## [Texte choisi]
────
Le Québec s’est doté de cibles de réduction des émissions de gaz à effet de serre (GES) ambitieuses pour 2030 et 2050. Puisque la production d’électricité dans la province est déjà presque complètement décarbonisée, les émissions de GES proviennent essentiellement de quatre grands secteurs : le transport, l’industrie, les bâtiments et l’agriculture.
Pour le transport, les bâtiments et l’agriculture, les émissions sont essentiellement liées aux styles de vie et à des choix logistiques (modes de transport, habitudes alimentaires et types de bâtiment). Très peu de création de richesse est directement associée à ces GES, essentiellement issus de la combustion d’énergie fossile. Cependant, dans les secteurs industriels, la dynamique est toute autre : les émissions de combustion et de procédés sont intimement liées à la productivité et à la création de valeur.
Dans une large mesure, réduire les émissions de 37,5% en 2030 et d’au moins 80% en 2050, sous le niveau de 1990, implique des reconfigurations industrielles beaucoup plus fondamentales que dans les trois autres secteurs. En effet, si la voiture électrique, une meilleure isolation et une alimentation davantage végétarienne sont des choix qui peuvent être faits rapidement, trouver de nouveaux procédés pour fabriquer de l’aluminium ou du ciment est loin de n’être qu’une question d’habitude.
────
## [Consigne 1]
Affichez chaque ligne de la liste qui contient la chaîne « vegetation ».
Le texte et la liste n'ont aucun lien entre eux.

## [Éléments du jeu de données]
────
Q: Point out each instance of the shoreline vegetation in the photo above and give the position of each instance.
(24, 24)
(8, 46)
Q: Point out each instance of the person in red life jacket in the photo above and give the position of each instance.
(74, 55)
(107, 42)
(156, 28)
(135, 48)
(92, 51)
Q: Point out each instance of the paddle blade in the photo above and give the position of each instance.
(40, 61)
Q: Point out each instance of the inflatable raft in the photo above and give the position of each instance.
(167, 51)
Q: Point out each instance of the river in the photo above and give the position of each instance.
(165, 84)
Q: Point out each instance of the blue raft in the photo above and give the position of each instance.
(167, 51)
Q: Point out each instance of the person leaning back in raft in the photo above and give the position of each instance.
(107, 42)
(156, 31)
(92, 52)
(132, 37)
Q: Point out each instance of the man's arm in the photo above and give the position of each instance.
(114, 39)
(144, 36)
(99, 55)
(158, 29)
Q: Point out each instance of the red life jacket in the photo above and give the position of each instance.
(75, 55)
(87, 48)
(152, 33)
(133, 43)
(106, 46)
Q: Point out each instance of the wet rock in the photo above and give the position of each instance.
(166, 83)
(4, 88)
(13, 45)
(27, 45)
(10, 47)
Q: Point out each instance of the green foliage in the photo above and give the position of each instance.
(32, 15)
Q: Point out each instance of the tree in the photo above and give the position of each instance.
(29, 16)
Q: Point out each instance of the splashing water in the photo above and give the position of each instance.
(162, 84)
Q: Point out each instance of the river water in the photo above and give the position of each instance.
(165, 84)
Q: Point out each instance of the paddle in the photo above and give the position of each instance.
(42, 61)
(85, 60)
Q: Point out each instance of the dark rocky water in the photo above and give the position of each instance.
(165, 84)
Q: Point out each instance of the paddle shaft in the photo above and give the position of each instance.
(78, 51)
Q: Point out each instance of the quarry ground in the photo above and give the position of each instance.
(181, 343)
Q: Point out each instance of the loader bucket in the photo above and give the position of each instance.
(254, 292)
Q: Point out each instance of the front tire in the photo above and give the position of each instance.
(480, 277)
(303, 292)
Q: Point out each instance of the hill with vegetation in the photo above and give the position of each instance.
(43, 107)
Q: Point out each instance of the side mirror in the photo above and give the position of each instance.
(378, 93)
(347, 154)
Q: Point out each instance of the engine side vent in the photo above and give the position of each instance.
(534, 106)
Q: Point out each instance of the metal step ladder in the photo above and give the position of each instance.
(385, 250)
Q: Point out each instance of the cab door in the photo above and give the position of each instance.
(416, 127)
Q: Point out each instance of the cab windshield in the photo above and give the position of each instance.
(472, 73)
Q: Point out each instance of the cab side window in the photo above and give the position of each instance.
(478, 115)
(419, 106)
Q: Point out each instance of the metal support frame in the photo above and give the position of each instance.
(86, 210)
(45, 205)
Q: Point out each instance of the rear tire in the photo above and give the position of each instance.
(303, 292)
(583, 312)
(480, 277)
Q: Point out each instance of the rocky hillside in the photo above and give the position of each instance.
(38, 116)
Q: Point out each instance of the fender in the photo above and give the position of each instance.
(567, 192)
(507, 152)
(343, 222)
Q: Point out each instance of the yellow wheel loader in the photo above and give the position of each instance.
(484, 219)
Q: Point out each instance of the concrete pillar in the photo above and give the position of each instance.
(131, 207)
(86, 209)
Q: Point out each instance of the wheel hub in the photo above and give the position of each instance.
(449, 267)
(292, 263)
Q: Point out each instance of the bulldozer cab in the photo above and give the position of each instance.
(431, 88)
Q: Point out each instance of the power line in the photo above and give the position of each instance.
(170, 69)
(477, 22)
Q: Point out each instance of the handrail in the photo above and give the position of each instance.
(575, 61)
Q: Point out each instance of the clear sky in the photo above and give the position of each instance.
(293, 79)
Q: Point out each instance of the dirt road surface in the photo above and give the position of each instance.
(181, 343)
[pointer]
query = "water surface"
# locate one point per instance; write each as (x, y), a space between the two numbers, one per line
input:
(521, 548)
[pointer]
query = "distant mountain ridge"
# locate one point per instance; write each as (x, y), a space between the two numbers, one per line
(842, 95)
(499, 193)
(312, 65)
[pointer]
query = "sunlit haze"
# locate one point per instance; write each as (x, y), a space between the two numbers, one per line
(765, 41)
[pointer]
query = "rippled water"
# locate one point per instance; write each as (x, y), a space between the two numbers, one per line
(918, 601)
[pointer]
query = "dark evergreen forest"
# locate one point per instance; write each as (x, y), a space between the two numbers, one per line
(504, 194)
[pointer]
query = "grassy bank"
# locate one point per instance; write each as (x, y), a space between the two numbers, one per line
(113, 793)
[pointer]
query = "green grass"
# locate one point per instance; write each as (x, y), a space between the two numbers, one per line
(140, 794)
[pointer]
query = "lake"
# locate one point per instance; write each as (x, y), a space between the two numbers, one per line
────
## [Consigne 2]
Selon le texte, de quels quatre grands secteurs proviennent essentiellement les émissions de GES au Québec ?

## [Réponse attendue 1]
Q: Point out each instance of the shoreline vegetation in the photo above and give the position of each instance.
Q: Point out each instance of the hill with vegetation in the photo above and give the position of each instance.

## [Réponse attendue 2]
Le transport, l'industrie, les bâtiments et l'agriculture.